DOCUMENT PASSAGE:
## Start

The Pennine Way walk

The UK’s oldest trail, The Pennine Way, wends 268 miles from the hills of Derbyshire and the Yorkshire Dales, through the Swaledale valley, across the North Pennines, over Hadrian’s Wall and into the Cheviot Hills. Its endpoint in Kirk Yetholm is your start point for this superb 8.5 mile circular walk, which also forms part of St Cuthbert’s Way. Cross over the burn and go steeply up onto the Border Ridge, where you’ll glimpse an Iron Age hill fort before spectacular views open up. Follow the ridge for about 2.4 miles, with glorious vistas looking out to Curr hill, before descending through deep valleys, then up again until you see the Cheviots. The Pennine Way continues along the ridge but you follow the route back to Kirk Yetholm with the option to climb to an eye-catching outcrop, Corbie Craig, for a picnic before heading back over the burn and into town. 

Explore six of the best walks in the Scottish Borders >


Sir Walter Scott’s Courtroom Museum

Although born in Edinburgh, a bout of polio as a child meant Sir Walter Scott was sent away to recuperate with family in the Borders. Ever afterwards he maintained close links with the region, and drew on its landscapes and history as inspiration for his poetry and novels. For the last 30 years of his life, Scott was Selkirk’s sheriff, dispensing justice to the independently-minded townsfolk from this very courtroom. The 1804 building, replete with iconic 100-foot spire, stands proudly in the square next to an imposing statue of the man himself. Drop in to browse displays of the renowned writer’s personal objects, an exhibition of his life and writings, and discover the fascinating story of Scott’s relationship with the town.

## End

Source data:
## Start

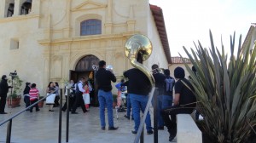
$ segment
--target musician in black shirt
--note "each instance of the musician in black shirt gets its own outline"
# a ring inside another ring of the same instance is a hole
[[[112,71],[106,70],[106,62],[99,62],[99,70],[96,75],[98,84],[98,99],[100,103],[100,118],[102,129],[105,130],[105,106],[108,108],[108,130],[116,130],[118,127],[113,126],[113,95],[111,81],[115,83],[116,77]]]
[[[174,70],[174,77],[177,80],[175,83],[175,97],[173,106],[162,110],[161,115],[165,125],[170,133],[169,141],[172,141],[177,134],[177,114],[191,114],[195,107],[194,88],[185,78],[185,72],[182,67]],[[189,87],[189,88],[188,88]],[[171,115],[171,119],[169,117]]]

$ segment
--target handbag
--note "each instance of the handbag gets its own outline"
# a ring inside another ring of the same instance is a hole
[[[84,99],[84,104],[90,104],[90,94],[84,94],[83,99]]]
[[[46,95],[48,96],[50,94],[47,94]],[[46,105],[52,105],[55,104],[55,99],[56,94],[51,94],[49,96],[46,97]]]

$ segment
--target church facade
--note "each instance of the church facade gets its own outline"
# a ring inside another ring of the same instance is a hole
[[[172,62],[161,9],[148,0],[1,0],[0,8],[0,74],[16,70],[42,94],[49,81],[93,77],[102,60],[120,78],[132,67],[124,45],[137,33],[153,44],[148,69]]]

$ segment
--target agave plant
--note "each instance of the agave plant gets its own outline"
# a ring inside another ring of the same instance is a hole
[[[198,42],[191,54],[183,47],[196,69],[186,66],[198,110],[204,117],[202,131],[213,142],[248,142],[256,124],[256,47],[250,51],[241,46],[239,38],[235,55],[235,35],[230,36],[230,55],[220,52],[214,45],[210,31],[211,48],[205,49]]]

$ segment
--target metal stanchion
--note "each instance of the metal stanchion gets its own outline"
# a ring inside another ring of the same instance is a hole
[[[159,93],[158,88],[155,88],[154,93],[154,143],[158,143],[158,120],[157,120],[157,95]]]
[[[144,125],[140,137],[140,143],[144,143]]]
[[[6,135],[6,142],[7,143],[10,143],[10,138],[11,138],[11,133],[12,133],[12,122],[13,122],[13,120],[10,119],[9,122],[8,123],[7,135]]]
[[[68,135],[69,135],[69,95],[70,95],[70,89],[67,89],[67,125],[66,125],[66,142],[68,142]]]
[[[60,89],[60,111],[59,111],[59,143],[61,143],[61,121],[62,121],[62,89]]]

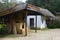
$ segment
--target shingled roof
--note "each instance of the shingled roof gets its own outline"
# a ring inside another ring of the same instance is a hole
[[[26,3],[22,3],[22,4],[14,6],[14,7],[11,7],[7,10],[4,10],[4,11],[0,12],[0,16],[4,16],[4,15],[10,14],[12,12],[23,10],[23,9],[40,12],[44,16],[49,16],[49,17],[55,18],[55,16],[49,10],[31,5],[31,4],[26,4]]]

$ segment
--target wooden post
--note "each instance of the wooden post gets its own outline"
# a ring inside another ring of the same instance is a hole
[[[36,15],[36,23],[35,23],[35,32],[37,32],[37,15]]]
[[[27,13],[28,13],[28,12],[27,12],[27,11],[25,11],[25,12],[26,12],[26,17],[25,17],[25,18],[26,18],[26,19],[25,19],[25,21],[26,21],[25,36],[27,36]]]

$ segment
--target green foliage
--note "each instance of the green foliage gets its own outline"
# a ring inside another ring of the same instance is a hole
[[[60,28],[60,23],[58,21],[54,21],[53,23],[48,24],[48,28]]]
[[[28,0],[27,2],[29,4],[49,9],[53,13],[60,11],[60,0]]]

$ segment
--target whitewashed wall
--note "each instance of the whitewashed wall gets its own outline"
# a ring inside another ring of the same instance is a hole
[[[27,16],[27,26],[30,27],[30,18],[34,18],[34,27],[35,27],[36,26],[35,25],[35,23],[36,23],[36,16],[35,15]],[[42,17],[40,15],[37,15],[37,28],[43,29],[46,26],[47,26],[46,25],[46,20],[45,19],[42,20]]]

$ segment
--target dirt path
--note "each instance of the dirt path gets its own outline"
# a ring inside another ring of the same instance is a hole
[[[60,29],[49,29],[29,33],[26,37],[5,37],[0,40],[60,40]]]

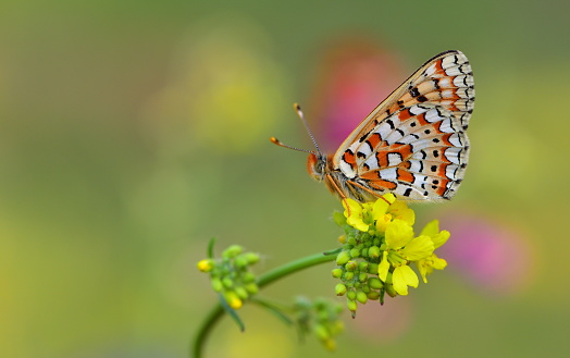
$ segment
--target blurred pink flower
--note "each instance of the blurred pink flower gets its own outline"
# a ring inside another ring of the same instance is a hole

## End

EXERCISE TASKS:
**A.** According to the Scottish Borders passage, why did Sir Walter Scott spend time in the Borders as a child, even though he was born in Edinburgh?
**B.** Swap "sheriff" for "magistrate" and write out the stretch of the Scottish Borders passage from "Sir Walter Scott’s" through "with the town.".
**C.** Pick up the Scottish Borders passage after its last sentence and continue it.

RESULTS IN ORDER:
**A.** A bout of polio as a child meant he was sent away to recuperate with family in the Borders.

**B.**
Sir Walter Scott’s Courtroom Museum

Although born in Edinburgh, a bout of polio as a child meant Sir Walter Scott was sent away to recuperate with family in the Borders. Ever afterwards he maintained close links with the region, and drew on its landscapes and history as inspiration for his poetry and novels. For the last 30 years of his life, Scott was Selkirk’s magistrate, dispensing justice to the independently-minded townsfolk from this very courtroom. The 1804 building, replete with iconic 100-foot spire, stands proudly in the square next to an imposing statue of the man himself. Drop in to browse displays of the renowned writer’s personal objects, an exhibition of his life and writings, and discover the fascinating story of Scott’s relationship with the town.

**C.**
In the 1800s, Peebles Hydro Hotel was a popular retreat for those wishing to ‘take the restorative waters’, play tennis and recuperate in gentle surroundings. The hotel still operates today but now includes a distillery, microbrewery and bar. You might be imagining they brew that most famous of Scottish tipples – whisky – but in fact this Borders distillery creates some of the finest and most fragrant gins, using mineral-rich water from their private spring, Shieldgreen, and botanicals nurtured within the grounds. Built on what was a Victorian swimming pool, you can come for a tour, take a masterclass and make your own bespoke blend, or simply prop up the bar in the Gin Palace and choose from a smorgasbord of varieties. 



Provender, Melrose. Open Wednesday-Saturday for lunch and dinner. 

Provender is an easy-going, Michelin-recommended restaurant in lovely Melrose. Head chef Christian Edwardson, a local who left for London and cooked under Pierre Koffmann before returning home, creates well-executed, classic dishes which deliver a punch when it comes to flavours. Expect modern Scottish meals with a French twist using superb local produce. You could start with Tweed Valley wild game terrine with prune and pear chutney, pickles and sourdough toast or a crispy coated soft egg with Jerusalem artichoke velouté, mushrooms and truffle oil followed by a celeriac burger with house kimchi and katsu curry mayo or a bouillabaisse with market fish, clams, mussels, prawns, croutons and rouille. Chips are triple cooked and doused in Parmesan and truffle, there’s a kids menu, the feel is friendly, and the prices are very much on the reasonable side. 


Three Hills Coffee Roastery, Selkirk. Open 9-4 Tuesday to Friday and 9.30-4 on Saturdays.

Recommended by Louisa, owner of Riverside Cabin.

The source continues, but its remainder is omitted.